> Goal: Convert all of the rows below into a Markdown table with the columns No. and Line, giving each row's number and the row itself. Leave out blank lines.

> Available data:

^^^^^^^^^^^^^^^^

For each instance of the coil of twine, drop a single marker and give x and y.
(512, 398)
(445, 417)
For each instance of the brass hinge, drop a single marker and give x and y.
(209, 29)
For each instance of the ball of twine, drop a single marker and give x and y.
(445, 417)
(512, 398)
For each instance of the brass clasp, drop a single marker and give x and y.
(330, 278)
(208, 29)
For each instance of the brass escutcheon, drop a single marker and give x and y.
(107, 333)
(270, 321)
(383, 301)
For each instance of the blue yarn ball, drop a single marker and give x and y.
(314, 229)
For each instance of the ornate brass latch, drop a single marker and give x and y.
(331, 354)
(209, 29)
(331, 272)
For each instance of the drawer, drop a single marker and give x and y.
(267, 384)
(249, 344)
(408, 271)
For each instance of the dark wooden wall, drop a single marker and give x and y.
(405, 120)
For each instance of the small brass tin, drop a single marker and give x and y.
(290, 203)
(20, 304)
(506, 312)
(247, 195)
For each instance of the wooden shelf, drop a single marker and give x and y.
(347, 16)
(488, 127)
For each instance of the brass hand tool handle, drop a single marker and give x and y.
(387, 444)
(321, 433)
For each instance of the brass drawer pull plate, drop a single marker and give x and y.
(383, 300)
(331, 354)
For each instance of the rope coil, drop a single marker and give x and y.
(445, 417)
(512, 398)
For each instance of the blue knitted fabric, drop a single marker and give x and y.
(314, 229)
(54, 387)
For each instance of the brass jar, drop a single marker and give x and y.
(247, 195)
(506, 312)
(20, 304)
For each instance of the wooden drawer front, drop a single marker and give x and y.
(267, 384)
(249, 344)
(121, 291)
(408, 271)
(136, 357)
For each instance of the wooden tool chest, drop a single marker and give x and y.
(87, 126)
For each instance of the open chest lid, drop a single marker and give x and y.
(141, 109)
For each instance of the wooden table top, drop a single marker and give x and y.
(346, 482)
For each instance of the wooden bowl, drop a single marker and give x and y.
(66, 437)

^^^^^^^^^^^^^^^^

> Reply to the exercise:
| No. | Line |
|---|---|
| 1 | For each instance of the coil of twine, drop a single marker and give x and y. |
| 2 | (512, 398) |
| 3 | (445, 417) |
| 4 | For each instance of the brass hinge, drop a single marker and give x and y. |
| 5 | (209, 29) |
| 6 | For each instance of the ball of twine, drop a single marker and give x and y. |
| 7 | (445, 417) |
| 8 | (512, 398) |
| 9 | For each instance of the brass clasp, drop a single marker and give x and y. |
| 10 | (330, 278) |
| 11 | (208, 29) |
| 12 | For each instance of the brass escutcheon, drop a single marker and give x and y. |
| 13 | (107, 333) |
| 14 | (270, 321) |
| 15 | (383, 301) |
| 16 | For each instance of the blue yarn ball, drop a single marker and give x and y. |
| 17 | (314, 229) |
| 18 | For each instance of the ornate brass latch, drop a single marker and give x and y. |
| 19 | (331, 354) |
| 20 | (209, 29) |
| 21 | (331, 272) |
| 22 | For each instance of the drawer, drop a single marker and give x and y. |
| 23 | (267, 384) |
| 24 | (249, 344) |
| 25 | (408, 271) |
| 26 | For each instance of the dark wooden wall, drop a single marker and give x and y. |
| 27 | (405, 120) |
| 28 | For each instance of the small brass tin, drop a single marker and give x and y. |
| 29 | (290, 203) |
| 30 | (20, 304) |
| 31 | (506, 312) |
| 32 | (247, 195) |
| 33 | For each instance of the wooden shelf, drop a single marker and give x and y. |
| 34 | (347, 16) |
| 35 | (488, 127) |
| 36 | For each instance of the brass hand tool handle, drop a single marker and give x and y. |
| 37 | (387, 444) |
| 38 | (321, 433) |
| 39 | For each instance of the brass drawer pull plate, drop a single marker and give x and y. |
| 40 | (383, 300) |
| 41 | (331, 354) |
| 42 | For each instance of the rope coil, drop a single marker and give x and y. |
| 43 | (445, 417) |
| 44 | (512, 398) |
| 45 | For each instance of the blue knitted fabric, drop a single marker and give x and y. |
| 46 | (314, 229) |
| 47 | (54, 387) |
| 48 | For each instance of the brass jar, drop a single marker and give x and y. |
| 49 | (247, 195) |
| 50 | (506, 312) |
| 51 | (20, 304) |
| 52 | For each instance of the wooden drawer front, drop a single marker and give x and y. |
| 53 | (267, 384) |
| 54 | (249, 344) |
| 55 | (121, 291) |
| 56 | (408, 271) |
| 57 | (136, 357) |
| 58 | For each instance of the wooden tool chest, drop a single marker and give x and y. |
| 59 | (87, 126) |
| 60 | For each instance of the open chest lid, drop a single marker and give x and y. |
| 61 | (141, 109) |
| 62 | For each instance of the wooden table top, drop a single marker and give x and y. |
| 63 | (346, 482) |
| 64 | For each instance of the wooden bowl, drop a single marker and give x and y. |
| 65 | (66, 437) |